| Texte |
Un article de Melmothia sur Aleister Crowley & Austin Osman Spare.

Le texte ci-dessous s’inspire largement de l’article « Discord in the Garden of Janus, Aleister Crowley and Austin Osman Spare » de Keith Richmond, publié dans l’ouvrage Austin Osman Spare : Artist – Occultist – Sensualist, Beskin Press, 1999.

Aleister Crowley & Austin Osman Spare

La première rencontre d’Austin Osman Spare et d’Aleister Crowley aurait eu lieu, si l’on en croit Kenneth Grant, lors de la première grande exposition du peintre en hiver 1907, à la Galerie d’Art Bruton à Londres. La légende veut que le mage se soit annoncé comme étant « le vicaire de Dieu sur Terre », ce à quoi Spare aurait répondu qu’il ressemblait davantage à un « maquereau italien au chômage »… Quoi qu’il en soit, Spare et Crowley semblent avoir noué une amitié dès 1908. L’année suivante, dans l’un des rares courriers de Spare adressé à Crowley que la postérité a conservés, le peintre remercie le mage de lui avoir envoyé une copie de son poème « Le Jardin de Janus » [voir plus bas]. Dans ce même courrier, Spare évoque ses difficultés financières qui ne lui permettent pas l’achat d’une robe cérémonielle ; dans une lettre ultérieure, il annonce qu’il a « choisi un nomen magick : « Yihoveaum » [1] et, peu de temps après, le 10 juillet 1909, il prête le serment de Probationner de l’A∴A∴ en présence d’Aleister Crowley [2].

| Données à traiter |
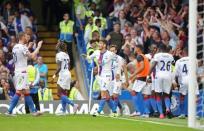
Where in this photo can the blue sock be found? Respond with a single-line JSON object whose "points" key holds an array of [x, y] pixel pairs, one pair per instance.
{"points": [[101, 105], [153, 104], [159, 105], [111, 105], [13, 103], [186, 104], [167, 103], [134, 100], [119, 105], [63, 102], [116, 102], [66, 100], [29, 102], [182, 107], [146, 105]]}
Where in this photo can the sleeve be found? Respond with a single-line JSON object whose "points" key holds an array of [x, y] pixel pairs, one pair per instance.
{"points": [[78, 10], [79, 96], [25, 50], [155, 58], [139, 58], [44, 69], [37, 77], [3, 26], [58, 58], [177, 69], [93, 55]]}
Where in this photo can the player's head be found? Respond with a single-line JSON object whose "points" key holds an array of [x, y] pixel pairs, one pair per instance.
{"points": [[61, 46], [40, 60], [153, 48], [185, 51], [66, 16], [102, 44], [113, 48], [93, 44], [22, 36], [138, 49], [163, 48]]}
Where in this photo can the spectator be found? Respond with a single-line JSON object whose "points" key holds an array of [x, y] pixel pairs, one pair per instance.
{"points": [[66, 34], [21, 22], [74, 93], [33, 78], [43, 70], [44, 93], [8, 11], [115, 37]]}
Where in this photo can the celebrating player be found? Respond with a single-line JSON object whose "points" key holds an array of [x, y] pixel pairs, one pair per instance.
{"points": [[162, 62], [64, 80], [20, 57]]}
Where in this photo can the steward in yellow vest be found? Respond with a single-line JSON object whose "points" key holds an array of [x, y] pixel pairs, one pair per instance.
{"points": [[66, 29], [74, 93], [44, 93]]}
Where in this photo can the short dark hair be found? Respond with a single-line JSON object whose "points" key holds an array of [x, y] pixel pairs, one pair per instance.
{"points": [[140, 47], [62, 46], [114, 46], [163, 48], [20, 35], [104, 41]]}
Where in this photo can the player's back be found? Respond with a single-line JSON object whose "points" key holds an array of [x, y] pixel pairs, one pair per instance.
{"points": [[19, 57], [181, 67], [65, 60], [164, 63]]}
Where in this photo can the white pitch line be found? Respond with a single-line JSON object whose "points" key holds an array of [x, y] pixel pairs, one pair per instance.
{"points": [[147, 121]]}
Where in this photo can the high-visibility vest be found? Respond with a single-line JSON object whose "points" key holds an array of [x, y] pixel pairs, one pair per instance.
{"points": [[66, 28], [146, 69], [73, 93], [89, 13], [90, 49], [31, 70], [96, 86], [47, 94], [83, 9], [103, 22], [66, 31]]}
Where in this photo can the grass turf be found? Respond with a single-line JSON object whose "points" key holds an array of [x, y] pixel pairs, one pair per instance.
{"points": [[88, 123]]}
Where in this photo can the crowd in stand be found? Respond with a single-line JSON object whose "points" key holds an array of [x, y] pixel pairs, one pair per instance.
{"points": [[16, 17], [125, 24]]}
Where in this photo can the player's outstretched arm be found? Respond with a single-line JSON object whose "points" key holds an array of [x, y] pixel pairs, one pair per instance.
{"points": [[34, 54], [59, 63]]}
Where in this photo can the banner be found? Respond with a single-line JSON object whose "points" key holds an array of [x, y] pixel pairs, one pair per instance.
{"points": [[53, 107]]}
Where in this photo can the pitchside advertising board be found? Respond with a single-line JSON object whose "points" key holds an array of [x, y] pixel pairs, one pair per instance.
{"points": [[53, 107]]}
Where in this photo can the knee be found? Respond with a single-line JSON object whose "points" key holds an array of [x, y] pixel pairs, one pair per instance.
{"points": [[133, 93]]}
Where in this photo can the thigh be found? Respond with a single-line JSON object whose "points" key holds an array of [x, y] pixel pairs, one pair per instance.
{"points": [[64, 81], [138, 85], [166, 86], [147, 89], [158, 84], [21, 81]]}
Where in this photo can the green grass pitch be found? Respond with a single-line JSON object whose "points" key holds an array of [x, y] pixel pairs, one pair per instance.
{"points": [[88, 123]]}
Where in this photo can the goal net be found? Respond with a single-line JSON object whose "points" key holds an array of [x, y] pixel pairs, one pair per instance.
{"points": [[196, 54]]}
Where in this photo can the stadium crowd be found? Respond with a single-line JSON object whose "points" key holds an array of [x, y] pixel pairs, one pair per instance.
{"points": [[129, 27]]}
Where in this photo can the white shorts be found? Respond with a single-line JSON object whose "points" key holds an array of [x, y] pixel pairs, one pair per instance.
{"points": [[105, 82], [147, 90], [115, 88], [138, 85], [184, 87], [153, 85], [21, 80], [163, 84], [64, 80]]}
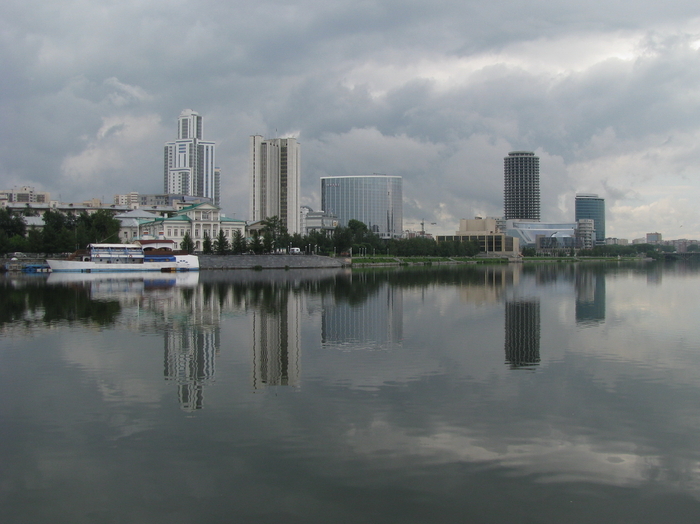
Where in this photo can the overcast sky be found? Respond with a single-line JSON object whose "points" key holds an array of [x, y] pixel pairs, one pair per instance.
{"points": [[606, 93]]}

| Énoncé A |
Donnez toutes les années écrites en chiffres dans le texte sur Crowley et Spare, dans leur ordre d'apparition.
| Énoncé B |
Extrayez des enregistrements chaque ligne qui contient le mot "vest". La casse compte.

| Réponse complète A |
1999, 1907, 1908, 1909

| Réponse complète B |
Where in this photo can the steward in yellow vest be found? Respond with a single-line JSON object whose "points" key holds an array of [x, y] pixel pairs, one pair per instance.
Where in this photo can the high-visibility vest be found? Respond with a single-line JSON object whose "points" key holds an array of [x, y] pixel pairs, one pair per instance.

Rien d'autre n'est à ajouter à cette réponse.